▶ [SOURCE PASSAGE]
----------------------------------------

Germinating spores of glomus intraradices can use internal and exogenous nitrogen sources for a de novo biosynthesis of amino acids

Authors: JIN, HAIRU - NEW MEXICO STATE UNIV; Pfeffer, Philip; GOVINDARAJULU, MANUELA - NEW MEXICO STATE UNIV; Douds, David; Piotrowski, Edwin; Nagahashi, Gerald; BUCKING, HEIKE - RUTGERS UNIVERSITY; LAMMERS, PETER - NEW MEXICO STATE UNIV; SHACHAR-HILL, YAIR - MICHIGAN STATE UNIV; GACHOMO, EMMA - South Dakota State University

Submitted to: New Phytologist
Publication Type: Peer Reviewed Journal
Publication Acceptance Date: 4/1/2009
Publication Date: 7/29/2009
Citation: Jin, H., Pfeffer, P., Govindarajulu, M., Douds, D.D., Piotrowski, E.G., Nagahashi, G., Bucking, H., Lammers, P.J., Shachar-Hill, Y., Gachomo, E. 2009. Germinating spores of glomus intraradices can use internal and exogenous nitrogen sources for a de novo biosynthesis of amino acids. New Phytologist. 184:399-411.

Interpretive Summary: Under a program of low input sustainable agriculture (LISA), new, more efficient, methods of growing food crops with lower inputs of fertilizers and pesticides are presently being evaluated. One important means for achieving this goal is through the development a plant/microbe symbiotic system known as arbuscular mycorrhizas (AM), whereby a low concentration of widely dispersed nutrients can be efficiently delivered from the soil to the growing plant. In addition the association of such micoorganisms or fungi impart disease resistance to the plant making the need for pesticide application considerably lower. Ideally, one would want to inoculate fields with such beneficial organisms (“biofertilizers”) to facilitate the LISA approach to food production, however since these organisms are presently obligate symbionts they can only be grown in association with the host plant. This limits our ability to make large quantities of pure cultures of these fungi needed for field inoculation. In this study we determined the metabolic pathways and genes that are activated in the fungus during germination and what forms of nitrogen the spores can use most efficiently at this phase of their life cycle. This information can help us optimize the germination step of the fungus in the absence of a plant host.

----------------------------------------

Stored data entries

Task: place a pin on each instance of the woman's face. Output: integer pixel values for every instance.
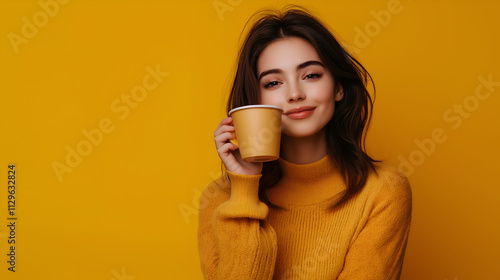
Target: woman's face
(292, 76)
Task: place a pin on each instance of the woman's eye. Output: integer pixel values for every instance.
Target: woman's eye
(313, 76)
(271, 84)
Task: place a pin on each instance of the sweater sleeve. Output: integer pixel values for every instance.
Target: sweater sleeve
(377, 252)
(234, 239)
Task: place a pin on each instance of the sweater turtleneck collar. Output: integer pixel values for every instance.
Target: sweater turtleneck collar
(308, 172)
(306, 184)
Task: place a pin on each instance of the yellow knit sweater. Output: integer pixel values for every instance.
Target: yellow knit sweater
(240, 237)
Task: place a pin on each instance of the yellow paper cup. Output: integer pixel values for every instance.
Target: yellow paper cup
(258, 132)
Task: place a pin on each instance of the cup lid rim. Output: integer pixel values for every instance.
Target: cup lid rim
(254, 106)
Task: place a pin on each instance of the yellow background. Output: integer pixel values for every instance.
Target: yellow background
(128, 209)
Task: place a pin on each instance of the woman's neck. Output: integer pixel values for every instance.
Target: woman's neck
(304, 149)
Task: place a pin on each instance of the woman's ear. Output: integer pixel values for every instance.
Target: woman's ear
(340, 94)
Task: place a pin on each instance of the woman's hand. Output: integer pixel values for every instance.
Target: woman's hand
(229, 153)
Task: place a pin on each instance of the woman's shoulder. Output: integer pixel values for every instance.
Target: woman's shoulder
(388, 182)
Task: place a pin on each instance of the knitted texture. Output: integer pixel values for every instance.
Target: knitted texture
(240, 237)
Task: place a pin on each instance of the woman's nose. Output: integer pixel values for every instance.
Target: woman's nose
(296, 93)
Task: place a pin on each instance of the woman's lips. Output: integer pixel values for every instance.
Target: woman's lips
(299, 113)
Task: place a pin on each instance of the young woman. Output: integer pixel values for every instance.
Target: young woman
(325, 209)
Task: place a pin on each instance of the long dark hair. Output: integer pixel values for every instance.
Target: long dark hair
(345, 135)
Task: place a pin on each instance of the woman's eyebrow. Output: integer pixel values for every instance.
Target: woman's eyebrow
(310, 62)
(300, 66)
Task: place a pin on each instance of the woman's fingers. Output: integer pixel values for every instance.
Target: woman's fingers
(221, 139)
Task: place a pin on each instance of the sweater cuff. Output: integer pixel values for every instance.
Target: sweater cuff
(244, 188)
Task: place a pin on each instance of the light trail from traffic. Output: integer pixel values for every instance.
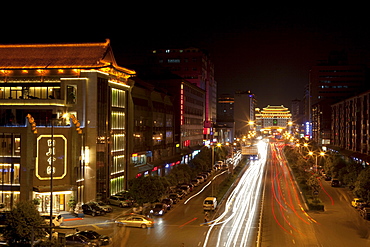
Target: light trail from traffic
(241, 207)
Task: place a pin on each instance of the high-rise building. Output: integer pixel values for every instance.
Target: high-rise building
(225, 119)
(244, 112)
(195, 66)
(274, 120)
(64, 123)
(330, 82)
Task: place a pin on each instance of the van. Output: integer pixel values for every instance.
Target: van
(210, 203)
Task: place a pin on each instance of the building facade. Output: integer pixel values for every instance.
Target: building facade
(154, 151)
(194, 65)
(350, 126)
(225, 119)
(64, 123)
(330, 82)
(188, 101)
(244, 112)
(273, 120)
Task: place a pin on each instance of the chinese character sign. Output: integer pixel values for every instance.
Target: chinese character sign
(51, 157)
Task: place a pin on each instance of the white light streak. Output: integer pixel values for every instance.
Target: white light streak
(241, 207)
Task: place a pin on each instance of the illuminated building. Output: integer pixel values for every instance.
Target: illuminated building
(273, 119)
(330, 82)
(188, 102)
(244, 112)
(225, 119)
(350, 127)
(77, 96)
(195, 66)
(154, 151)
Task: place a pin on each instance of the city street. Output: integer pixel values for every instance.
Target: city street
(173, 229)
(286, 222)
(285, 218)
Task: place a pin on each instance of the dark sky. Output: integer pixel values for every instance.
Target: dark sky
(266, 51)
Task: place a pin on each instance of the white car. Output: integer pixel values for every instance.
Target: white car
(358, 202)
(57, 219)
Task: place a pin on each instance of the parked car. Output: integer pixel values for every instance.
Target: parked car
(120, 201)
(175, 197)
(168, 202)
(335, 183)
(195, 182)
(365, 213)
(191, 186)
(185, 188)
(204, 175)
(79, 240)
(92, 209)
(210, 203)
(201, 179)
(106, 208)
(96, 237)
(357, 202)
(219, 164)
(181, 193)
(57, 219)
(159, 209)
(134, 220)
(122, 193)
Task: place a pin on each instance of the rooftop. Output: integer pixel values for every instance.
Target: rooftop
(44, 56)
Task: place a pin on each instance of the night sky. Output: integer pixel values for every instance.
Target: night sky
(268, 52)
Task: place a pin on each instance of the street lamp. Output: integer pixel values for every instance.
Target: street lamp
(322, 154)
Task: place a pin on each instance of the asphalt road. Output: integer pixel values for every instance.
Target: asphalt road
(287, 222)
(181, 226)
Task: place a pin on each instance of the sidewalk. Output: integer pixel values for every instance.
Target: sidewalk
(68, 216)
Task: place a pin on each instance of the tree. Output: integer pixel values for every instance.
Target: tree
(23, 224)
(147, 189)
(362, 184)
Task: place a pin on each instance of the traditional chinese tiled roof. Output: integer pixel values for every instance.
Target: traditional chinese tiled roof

----------------------------------------

▶ [THINGS TO DO]
1. According to the Glomus intraradices publication page, which journal published the paper?
2. Reproduce the Glomus intraradices publication page starting with "Authors: JIN, HAIRU" and going on through "New Phytologist. 184:399-411.", renaming "NEW MEXICO STATE UNIV" to "NMSU" everywhere it occurs.

▶ [ANSWERS TO THE PROBLEMS]
1. New Phytologist

2.
Authors: JIN, HAIRU - NMSU; Pfeffer, Philip; GOVINDARAJULU, MANUELA - NMSU; Douds, David; Piotrowski, Edwin; Nagahashi, Gerald; BUCKING, HEIKE - RUTGERS UNIVERSITY; LAMMERS, PETER - NMSU; SHACHAR-HILL, YAIR - MICHIGAN STATE UNIV; GACHOMO, EMMA - South Dakota State University

Submitted to: New Phytologist
Publication Type: Peer Reviewed Journal
Publication Acceptance Date: 4/1/2009
Publication Date: 7/29/2009
Citation: Jin, H., Pfeffer, P., Govindarajulu, M., Douds, D.D., Piotrowski, E.G., Nagahashi, G., Bucking, H., Lammers, P.J., Shachar-Hill, Y., Gachomo, E. 2009. Germinating spores of glomus intraradices can use internal and exogenous nitrogen sources for a de novo biosynthesis of amino acids. New Phytologist. 184:399-411.